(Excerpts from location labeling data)
━━━━━━━━
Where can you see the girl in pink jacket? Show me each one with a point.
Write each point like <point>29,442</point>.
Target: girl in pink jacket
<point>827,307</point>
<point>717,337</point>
━━━━━━━━
In the records, change every instance of "girl in pink jacket" to "child in pink coat" and keep everything else the same.

(Exercise result):
Where can you see the child in pink coat? Show me each one with a point.
Write each point like <point>29,442</point>.
Target: child in pink coat
<point>827,307</point>
<point>717,337</point>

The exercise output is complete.